*EXCERPTED RECORDS*
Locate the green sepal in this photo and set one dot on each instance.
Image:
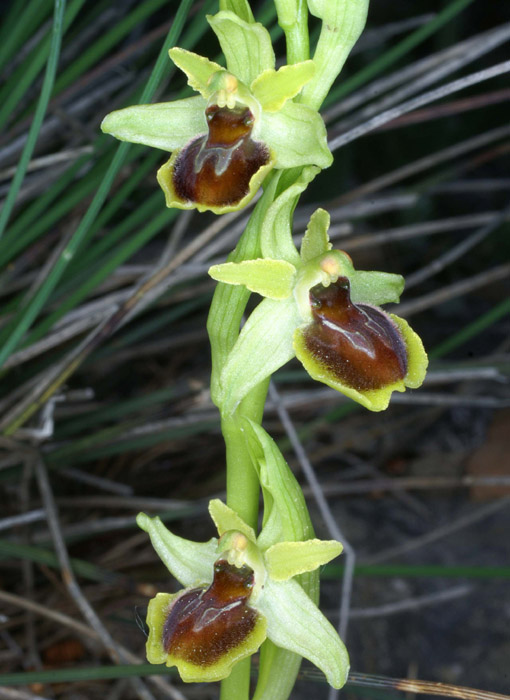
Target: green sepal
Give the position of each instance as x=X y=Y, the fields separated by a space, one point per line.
x=190 y=562
x=156 y=618
x=296 y=624
x=198 y=69
x=417 y=359
x=239 y=7
x=316 y=240
x=287 y=559
x=165 y=125
x=273 y=88
x=270 y=278
x=298 y=136
x=264 y=345
x=227 y=519
x=376 y=287
x=342 y=23
x=247 y=46
x=276 y=234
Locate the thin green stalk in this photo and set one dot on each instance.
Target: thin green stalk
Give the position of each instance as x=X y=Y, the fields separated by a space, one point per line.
x=42 y=105
x=296 y=32
x=23 y=321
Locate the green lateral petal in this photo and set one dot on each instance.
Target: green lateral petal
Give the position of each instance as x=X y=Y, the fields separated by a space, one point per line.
x=376 y=287
x=166 y=125
x=190 y=562
x=374 y=400
x=239 y=7
x=273 y=88
x=247 y=46
x=198 y=69
x=270 y=278
x=276 y=235
x=297 y=135
x=417 y=360
x=227 y=519
x=287 y=559
x=296 y=624
x=264 y=345
x=316 y=240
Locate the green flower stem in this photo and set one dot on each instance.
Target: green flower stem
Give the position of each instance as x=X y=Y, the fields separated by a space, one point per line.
x=223 y=324
x=237 y=685
x=295 y=28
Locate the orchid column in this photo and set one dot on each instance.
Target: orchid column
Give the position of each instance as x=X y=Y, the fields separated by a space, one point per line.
x=253 y=126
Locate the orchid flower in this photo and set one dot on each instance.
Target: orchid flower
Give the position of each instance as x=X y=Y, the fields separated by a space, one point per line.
x=239 y=590
x=322 y=310
x=244 y=122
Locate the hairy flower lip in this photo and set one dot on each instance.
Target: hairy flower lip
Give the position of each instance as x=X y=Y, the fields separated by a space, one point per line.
x=258 y=578
x=284 y=134
x=358 y=344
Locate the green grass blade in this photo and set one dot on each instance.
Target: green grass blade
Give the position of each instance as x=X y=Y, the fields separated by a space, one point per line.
x=23 y=321
x=14 y=32
x=472 y=330
x=26 y=73
x=401 y=49
x=42 y=105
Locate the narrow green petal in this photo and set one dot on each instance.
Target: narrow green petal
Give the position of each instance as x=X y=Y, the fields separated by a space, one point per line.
x=287 y=559
x=239 y=7
x=270 y=278
x=227 y=519
x=297 y=135
x=190 y=562
x=376 y=288
x=286 y=517
x=264 y=345
x=316 y=240
x=296 y=624
x=273 y=88
x=276 y=235
x=165 y=125
x=247 y=45
x=198 y=69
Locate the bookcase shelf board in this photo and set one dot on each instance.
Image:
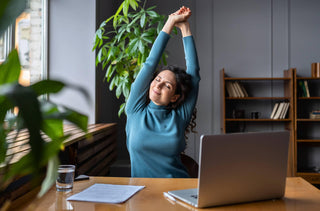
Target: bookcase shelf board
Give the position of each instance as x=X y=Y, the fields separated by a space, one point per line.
x=263 y=93
x=307 y=124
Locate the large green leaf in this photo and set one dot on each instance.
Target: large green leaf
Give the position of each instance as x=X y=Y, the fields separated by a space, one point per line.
x=9 y=11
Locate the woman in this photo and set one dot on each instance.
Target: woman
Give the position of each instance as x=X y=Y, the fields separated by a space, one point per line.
x=155 y=126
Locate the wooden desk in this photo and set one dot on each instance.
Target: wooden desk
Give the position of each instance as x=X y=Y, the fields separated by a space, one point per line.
x=300 y=195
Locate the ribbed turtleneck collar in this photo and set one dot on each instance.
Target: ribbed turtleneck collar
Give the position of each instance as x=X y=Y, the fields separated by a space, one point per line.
x=152 y=105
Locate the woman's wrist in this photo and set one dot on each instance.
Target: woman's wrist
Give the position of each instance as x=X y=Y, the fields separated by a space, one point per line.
x=168 y=26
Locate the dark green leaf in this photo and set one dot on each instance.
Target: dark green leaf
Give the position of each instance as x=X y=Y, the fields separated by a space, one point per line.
x=125 y=7
x=122 y=108
x=133 y=4
x=152 y=14
x=143 y=20
x=115 y=18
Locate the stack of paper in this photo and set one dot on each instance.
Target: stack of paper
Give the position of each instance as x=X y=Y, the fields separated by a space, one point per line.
x=106 y=193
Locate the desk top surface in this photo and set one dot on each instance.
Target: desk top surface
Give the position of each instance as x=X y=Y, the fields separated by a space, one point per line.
x=299 y=195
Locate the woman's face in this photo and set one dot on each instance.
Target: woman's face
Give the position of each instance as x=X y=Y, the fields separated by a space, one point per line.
x=162 y=88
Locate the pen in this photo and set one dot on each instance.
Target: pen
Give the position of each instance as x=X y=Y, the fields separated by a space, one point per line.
x=168 y=196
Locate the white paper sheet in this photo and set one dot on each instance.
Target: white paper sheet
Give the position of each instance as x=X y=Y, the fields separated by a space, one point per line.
x=106 y=193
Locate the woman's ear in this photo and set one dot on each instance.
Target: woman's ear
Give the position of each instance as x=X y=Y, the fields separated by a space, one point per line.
x=174 y=98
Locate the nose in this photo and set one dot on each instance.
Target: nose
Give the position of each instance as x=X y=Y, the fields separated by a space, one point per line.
x=159 y=85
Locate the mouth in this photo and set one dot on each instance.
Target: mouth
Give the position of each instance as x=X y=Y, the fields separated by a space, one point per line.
x=156 y=92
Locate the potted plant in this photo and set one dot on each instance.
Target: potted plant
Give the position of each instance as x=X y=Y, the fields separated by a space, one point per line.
x=123 y=47
x=36 y=114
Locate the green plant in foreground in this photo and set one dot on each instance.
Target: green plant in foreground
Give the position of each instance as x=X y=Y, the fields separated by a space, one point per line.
x=125 y=46
x=35 y=115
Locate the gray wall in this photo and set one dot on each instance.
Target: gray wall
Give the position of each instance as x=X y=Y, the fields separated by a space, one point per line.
x=71 y=33
x=246 y=37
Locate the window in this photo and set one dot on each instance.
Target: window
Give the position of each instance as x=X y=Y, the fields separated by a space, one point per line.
x=29 y=36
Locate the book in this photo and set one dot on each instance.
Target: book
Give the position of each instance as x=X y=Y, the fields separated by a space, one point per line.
x=244 y=90
x=229 y=89
x=237 y=91
x=279 y=111
x=237 y=85
x=303 y=89
x=307 y=88
x=285 y=110
x=275 y=107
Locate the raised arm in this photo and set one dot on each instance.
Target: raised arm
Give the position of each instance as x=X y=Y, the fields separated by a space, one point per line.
x=140 y=86
x=192 y=64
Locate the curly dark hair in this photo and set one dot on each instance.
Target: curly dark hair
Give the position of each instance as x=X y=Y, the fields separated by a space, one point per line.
x=183 y=88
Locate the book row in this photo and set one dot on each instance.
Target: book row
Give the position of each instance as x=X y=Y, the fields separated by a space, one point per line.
x=304 y=88
x=235 y=89
x=280 y=110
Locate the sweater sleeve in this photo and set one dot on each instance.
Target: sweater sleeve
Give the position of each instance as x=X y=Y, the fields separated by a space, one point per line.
x=193 y=68
x=139 y=88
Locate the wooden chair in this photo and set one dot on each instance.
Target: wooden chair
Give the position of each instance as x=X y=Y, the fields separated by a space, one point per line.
x=191 y=165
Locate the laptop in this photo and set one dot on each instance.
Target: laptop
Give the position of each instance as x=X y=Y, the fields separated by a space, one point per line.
x=239 y=167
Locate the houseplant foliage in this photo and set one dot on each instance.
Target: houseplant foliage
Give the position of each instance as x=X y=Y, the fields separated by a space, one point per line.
x=123 y=47
x=35 y=114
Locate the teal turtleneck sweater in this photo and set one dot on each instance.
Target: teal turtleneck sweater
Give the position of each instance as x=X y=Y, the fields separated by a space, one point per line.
x=155 y=134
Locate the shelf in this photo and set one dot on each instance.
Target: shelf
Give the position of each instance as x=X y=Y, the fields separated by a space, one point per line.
x=309 y=98
x=258 y=98
x=258 y=120
x=307 y=78
x=308 y=120
x=264 y=93
x=308 y=140
x=256 y=79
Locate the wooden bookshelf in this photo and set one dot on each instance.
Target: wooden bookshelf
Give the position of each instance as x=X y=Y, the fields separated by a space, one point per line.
x=307 y=133
x=263 y=93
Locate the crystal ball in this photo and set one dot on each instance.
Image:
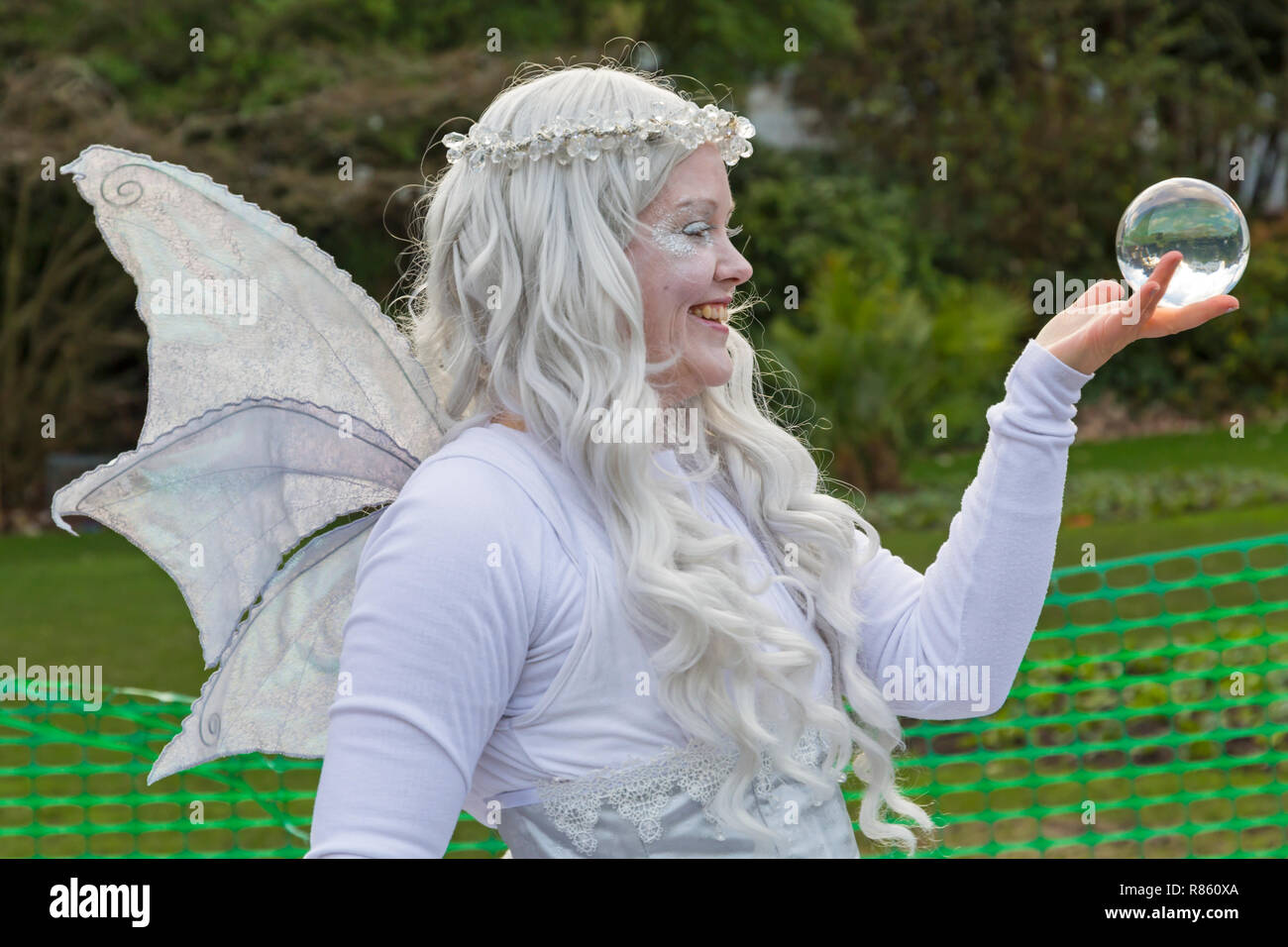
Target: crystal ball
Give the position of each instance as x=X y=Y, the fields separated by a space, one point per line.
x=1190 y=215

*AIM OF THE TASK*
Print the lines again unchanged, starting at the first line and ending at the line with "x=276 y=234", both included, and omit the pictures.

*TASK OUTPUT*
Locate the green sepal in this photo and set one dot on each instance.
Image:
Target: green sepal
Give the position of each instance as x=X y=Y, the fields separated by a space, one point per line.
x=190 y=562
x=156 y=618
x=296 y=624
x=198 y=69
x=417 y=359
x=239 y=7
x=316 y=240
x=287 y=559
x=165 y=125
x=273 y=88
x=270 y=278
x=298 y=136
x=264 y=345
x=227 y=519
x=376 y=287
x=342 y=23
x=247 y=46
x=276 y=234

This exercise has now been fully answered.